#### Your objective
In full and without alteration, return the records below.

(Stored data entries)
**********

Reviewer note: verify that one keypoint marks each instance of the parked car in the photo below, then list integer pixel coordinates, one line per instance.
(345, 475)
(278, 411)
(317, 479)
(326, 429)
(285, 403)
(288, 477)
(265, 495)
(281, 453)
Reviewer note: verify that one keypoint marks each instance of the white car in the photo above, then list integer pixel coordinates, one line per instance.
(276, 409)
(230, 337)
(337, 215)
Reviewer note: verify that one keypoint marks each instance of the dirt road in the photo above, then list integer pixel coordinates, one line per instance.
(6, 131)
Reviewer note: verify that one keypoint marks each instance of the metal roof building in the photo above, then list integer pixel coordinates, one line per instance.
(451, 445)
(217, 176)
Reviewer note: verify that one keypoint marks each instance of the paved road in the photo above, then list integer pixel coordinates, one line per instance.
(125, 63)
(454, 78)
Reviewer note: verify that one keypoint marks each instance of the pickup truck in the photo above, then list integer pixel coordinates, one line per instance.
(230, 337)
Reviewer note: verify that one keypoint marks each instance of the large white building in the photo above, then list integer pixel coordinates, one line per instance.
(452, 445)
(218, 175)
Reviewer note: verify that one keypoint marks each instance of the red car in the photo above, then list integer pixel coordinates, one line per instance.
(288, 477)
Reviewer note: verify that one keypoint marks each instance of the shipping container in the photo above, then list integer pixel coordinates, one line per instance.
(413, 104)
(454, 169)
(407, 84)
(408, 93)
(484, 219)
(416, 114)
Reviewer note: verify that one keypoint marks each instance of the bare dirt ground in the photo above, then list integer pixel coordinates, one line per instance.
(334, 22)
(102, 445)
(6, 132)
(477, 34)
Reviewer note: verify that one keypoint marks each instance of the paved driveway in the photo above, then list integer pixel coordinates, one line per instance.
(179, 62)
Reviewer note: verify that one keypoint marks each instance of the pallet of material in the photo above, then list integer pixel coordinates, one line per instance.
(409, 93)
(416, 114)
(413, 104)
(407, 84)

**********

#### Answer section
Reviewer note: verify that one keypoint marks each instance of the parked car in the photo below, then list integer pixel coordinates, one line per instance.
(345, 475)
(278, 411)
(317, 479)
(326, 429)
(285, 403)
(288, 477)
(265, 495)
(281, 453)
Reviewer note: verify that one keypoint marks each instance of the white car in the photo above, then list integer pixel coordinates, one line per instance.
(276, 409)
(230, 337)
(337, 215)
Reviewer note: verify that one keypoint marks each instance of the dirt road in the photo above, then list integer pixel coordinates, one line per instance.
(6, 131)
Reviewer note: verify that one keypoint marks each instance of the metal roof building in the photo above, then list integer pixel coordinates, one line per instance.
(451, 445)
(217, 176)
Reviewer note: verify that one keypoint marks each instance of the paved road in the photo above, then list integer pixel coordinates, one line per instance.
(125, 63)
(454, 78)
Reviewer note: verify that one keypoint marks each instance of the pickup truck in the photo above, then list integer pixel coordinates, one line per instance.
(230, 337)
Reviewer note: verify that one keypoint marks each instance of the large white building in the photo above, then list integer pixel coordinates, one line per instance.
(452, 445)
(218, 175)
Reviewer note: verify that one keypoint marks each instance of the red car in the photo above, then list integer pixel coordinates, one line per instance.
(288, 477)
Reviewer note: verify that one keypoint marks each instance of the shipping container in the photo above, then list integer pixel coordinates, one line per instance.
(413, 104)
(454, 169)
(407, 84)
(408, 93)
(484, 219)
(416, 114)
Reviewer note: verify that one keypoint marks each instance of the bare dirt ground in the photo above, then list integer pixel coordinates, one line per instance.
(334, 22)
(102, 445)
(6, 132)
(477, 34)
Reviewer note: verify that one keypoint marks each instance of the paved driveway in the photo above, then list integer pixel coordinates, one line per instance.
(179, 62)
Reviewer note: verify that one keypoint marks each instance of the pallet of material in the photo above, then list integer pixel coordinates, one line per instance.
(409, 93)
(416, 114)
(413, 104)
(407, 84)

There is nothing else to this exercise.